• Objective: Put every line of the entries below into a numbered list, skipping any blank lines.

• Input rows:
--- --- ---

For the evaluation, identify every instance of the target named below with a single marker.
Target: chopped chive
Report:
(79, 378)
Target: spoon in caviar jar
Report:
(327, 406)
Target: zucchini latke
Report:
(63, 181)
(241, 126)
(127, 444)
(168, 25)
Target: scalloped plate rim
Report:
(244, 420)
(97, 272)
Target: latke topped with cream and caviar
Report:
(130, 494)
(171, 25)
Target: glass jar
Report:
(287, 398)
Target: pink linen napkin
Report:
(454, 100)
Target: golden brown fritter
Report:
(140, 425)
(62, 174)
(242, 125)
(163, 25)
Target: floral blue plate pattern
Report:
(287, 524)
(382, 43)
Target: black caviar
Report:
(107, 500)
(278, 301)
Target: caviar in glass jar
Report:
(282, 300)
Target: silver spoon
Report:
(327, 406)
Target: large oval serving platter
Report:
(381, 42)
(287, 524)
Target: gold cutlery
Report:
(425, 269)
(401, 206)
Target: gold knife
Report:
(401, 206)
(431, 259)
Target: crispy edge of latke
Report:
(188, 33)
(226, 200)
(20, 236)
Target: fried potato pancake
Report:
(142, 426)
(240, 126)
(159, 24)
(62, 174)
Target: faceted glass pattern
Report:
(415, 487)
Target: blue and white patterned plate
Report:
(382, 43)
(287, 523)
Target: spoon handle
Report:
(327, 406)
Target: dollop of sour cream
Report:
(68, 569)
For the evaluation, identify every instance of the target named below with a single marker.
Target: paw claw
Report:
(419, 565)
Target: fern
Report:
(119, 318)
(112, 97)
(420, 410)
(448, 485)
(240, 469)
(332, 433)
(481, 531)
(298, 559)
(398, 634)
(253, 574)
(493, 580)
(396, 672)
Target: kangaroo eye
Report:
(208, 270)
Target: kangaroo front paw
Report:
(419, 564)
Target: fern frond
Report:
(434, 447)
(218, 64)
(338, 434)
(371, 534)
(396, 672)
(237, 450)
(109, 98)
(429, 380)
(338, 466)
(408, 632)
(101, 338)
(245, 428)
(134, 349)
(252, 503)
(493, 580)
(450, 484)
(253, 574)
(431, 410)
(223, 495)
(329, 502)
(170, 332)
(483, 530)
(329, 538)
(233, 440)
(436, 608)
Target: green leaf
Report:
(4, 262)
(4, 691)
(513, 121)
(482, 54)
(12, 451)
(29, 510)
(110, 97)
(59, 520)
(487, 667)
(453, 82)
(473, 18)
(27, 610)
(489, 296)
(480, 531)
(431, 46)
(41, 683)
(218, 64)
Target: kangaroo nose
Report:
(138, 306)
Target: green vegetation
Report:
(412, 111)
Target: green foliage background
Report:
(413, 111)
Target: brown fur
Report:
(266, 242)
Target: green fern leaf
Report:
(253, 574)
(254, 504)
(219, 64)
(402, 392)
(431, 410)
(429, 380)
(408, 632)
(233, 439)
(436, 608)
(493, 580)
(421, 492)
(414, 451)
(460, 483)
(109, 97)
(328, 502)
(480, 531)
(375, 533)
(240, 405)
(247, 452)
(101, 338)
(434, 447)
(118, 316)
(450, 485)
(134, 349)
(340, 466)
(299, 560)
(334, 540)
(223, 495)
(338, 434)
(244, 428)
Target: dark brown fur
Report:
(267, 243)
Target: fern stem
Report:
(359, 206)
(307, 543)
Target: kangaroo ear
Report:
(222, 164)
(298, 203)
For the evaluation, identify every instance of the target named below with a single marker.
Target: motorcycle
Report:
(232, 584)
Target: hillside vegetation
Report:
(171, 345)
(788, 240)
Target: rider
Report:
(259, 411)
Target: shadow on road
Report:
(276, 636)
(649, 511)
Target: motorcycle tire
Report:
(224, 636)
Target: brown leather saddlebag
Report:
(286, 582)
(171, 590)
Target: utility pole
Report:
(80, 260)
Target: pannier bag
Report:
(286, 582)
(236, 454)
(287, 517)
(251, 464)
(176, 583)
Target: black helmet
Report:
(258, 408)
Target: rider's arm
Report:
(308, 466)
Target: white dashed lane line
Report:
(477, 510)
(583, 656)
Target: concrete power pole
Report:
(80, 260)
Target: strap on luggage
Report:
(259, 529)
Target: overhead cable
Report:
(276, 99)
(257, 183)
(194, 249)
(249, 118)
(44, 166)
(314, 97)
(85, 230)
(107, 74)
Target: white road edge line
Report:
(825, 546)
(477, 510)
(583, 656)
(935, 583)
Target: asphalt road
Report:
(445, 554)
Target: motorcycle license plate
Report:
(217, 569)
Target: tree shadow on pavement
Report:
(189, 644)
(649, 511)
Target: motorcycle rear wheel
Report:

--- --- ---

• Written solution:
1. For the evaluation, identify every instance of the target named below with a single marker.
2. Target: chopped chive
3. Report:
4. (79, 378)
5. Target: spoon in caviar jar
6. Report:
7. (327, 406)
8. Target: zucchini latke
9. Report:
10. (63, 181)
11. (241, 126)
12. (127, 444)
13. (168, 25)
14. Target: scalloped plate rim
15. Report:
16. (244, 420)
17. (97, 272)
18. Target: latke topped with cream and caviar
19. Report:
20. (130, 494)
21. (171, 25)
22. Target: glass jar
23. Report:
24. (287, 398)
25. Target: pink linen napkin
26. Report:
27. (454, 100)
28. Target: golden brown fritter
29. Report:
30. (140, 425)
31. (62, 174)
32. (242, 125)
33. (163, 25)
34. Target: floral blue plate pattern
35. Report:
36. (287, 524)
37. (382, 43)
38. Target: black caviar
39. Report:
40. (107, 500)
41. (278, 301)
42. Target: caviar in glass jar
43. Report:
44. (282, 300)
45. Target: silver spoon
46. Report:
47. (327, 406)
48. Target: large oval serving platter
49. Report:
50. (381, 42)
51. (287, 524)
52. Target: gold cutlery
53. Report:
54. (425, 269)
55. (401, 206)
56. Target: gold knife
57. Report:
58. (401, 206)
59. (431, 259)
60. Target: crispy edge of latke
61. Report:
62. (188, 33)
63. (226, 200)
64. (20, 236)
65. Target: fried potato pancake
66. Report:
67. (142, 426)
68. (240, 126)
69. (159, 24)
70. (62, 174)
71. Target: faceted glass pattern
72. Report:
73. (415, 487)
74. Target: blue and white patterned plate
75. Report:
76. (382, 43)
77. (287, 523)
78. Target: spoon handle
79. Report:
80. (327, 406)
81. Target: dollop of sour cream
82. Report:
83. (68, 569)
84. For the evaluation, identify every instance of the target named below with a single marker.
85. Target: paw claw
86. Report:
87. (419, 565)
88. Target: fern
89. Report:
90. (119, 318)
91. (112, 97)
92. (420, 410)
93. (448, 485)
94. (240, 469)
95. (332, 433)
96. (481, 531)
97. (298, 559)
98. (398, 634)
99. (253, 574)
100. (493, 580)
101. (396, 672)
102. Target: kangaroo eye
103. Report:
104. (208, 270)
105. Target: kangaroo front paw
106. Report:
107. (419, 564)
108. Target: fern frond
109. Report:
110. (434, 447)
111. (218, 64)
112. (338, 434)
113. (371, 534)
114. (396, 672)
115. (237, 450)
116. (109, 98)
117. (429, 380)
118. (338, 466)
119. (408, 632)
120. (101, 338)
121. (245, 428)
122. (134, 349)
123. (252, 503)
124. (493, 580)
125. (450, 484)
126. (253, 574)
127. (431, 410)
128. (223, 495)
129. (329, 502)
130. (170, 332)
131. (483, 530)
132. (329, 538)
133. (233, 440)
134. (436, 608)
135. Target: green leaf
136. Report:
137. (4, 262)
138. (4, 691)
139. (513, 121)
140. (482, 54)
141. (12, 451)
142. (29, 510)
143. (110, 97)
144. (59, 520)
145. (487, 667)
146. (453, 82)
147. (473, 18)
148. (27, 610)
149. (489, 296)
150. (480, 531)
151. (431, 46)
152. (41, 683)
153. (218, 64)
154. Target: kangaroo nose
155. Report:
156. (138, 306)
157. Target: green vegetation
158. Report:
159. (412, 111)
160. Target: green foliage background
161. Report:
162. (413, 111)
163. Target: brown fur
164. Report:
165. (266, 242)
166. Target: green fern leaf
167. Report:
168. (253, 574)
169. (254, 504)
170. (219, 64)
171. (402, 392)
172. (431, 410)
173. (429, 380)
174. (408, 632)
175. (233, 439)
176. (436, 608)
177. (493, 580)
178. (421, 492)
179. (414, 451)
180. (460, 483)
181. (109, 97)
182. (328, 502)
183. (480, 531)
184. (375, 533)
185. (240, 405)
186. (247, 452)
187. (101, 338)
188. (434, 447)
189. (118, 316)
190. (450, 485)
191. (134, 349)
192. (340, 466)
193. (299, 560)
194. (334, 540)
195. (223, 495)
196. (338, 434)
197. (244, 428)
198. Target: dark brown fur
199. Report:
200. (267, 243)
201. Target: fern stem
202. Report:
203. (359, 206)
204. (307, 543)
205. Target: kangaroo ear
206. Report:
207. (222, 164)
208. (298, 203)
209. For the evaluation, identify every instance of the target named below with a single marker.
210. Target: motorcycle
211. Report:
212. (232, 584)
213. Target: hillside vegetation
214. Report:
215. (171, 345)
216. (788, 240)
217. Target: rider
218. Report:
219. (259, 411)
220. Target: shadow on road
221. Report:
222. (276, 636)
223. (649, 511)
224. Target: motorcycle tire
225. Report:
226. (224, 636)
227. Target: brown leather saddlebag
228. Report:
229. (286, 582)
230. (171, 590)
231. Target: utility pole
232. Report:
233. (80, 260)
234. Target: pannier bag
235. Report:
236. (286, 582)
237. (236, 454)
238. (287, 517)
239. (251, 464)
240. (176, 583)
241. Target: black helmet
242. Report:
243. (258, 408)
244. Target: rider's arm
245. Report:
246. (308, 466)
247. Target: white dashed lane line
248. Report:
249. (477, 510)
250. (583, 656)
251. Target: concrete power pole
252. Report:
253. (80, 260)
254. Target: strap on luggage
255. Report:
256. (259, 529)
257. Target: overhead cable
258. Report:
259. (276, 99)
260. (257, 183)
261. (194, 249)
262. (249, 118)
263. (44, 166)
264. (314, 97)
265. (85, 230)
266. (107, 74)
267. Target: white road edge line
268. Report:
269. (825, 546)
270. (477, 510)
271. (583, 656)
272. (935, 583)
273. Target: asphalt road
274. Report:
275. (445, 554)
276. Target: motorcycle license plate
277. Report:
278. (217, 569)
279. Target: tree shadow on pavement
280. Report:
281. (189, 644)
282. (649, 511)
283. Target: motorcycle rear wheel
284. Report:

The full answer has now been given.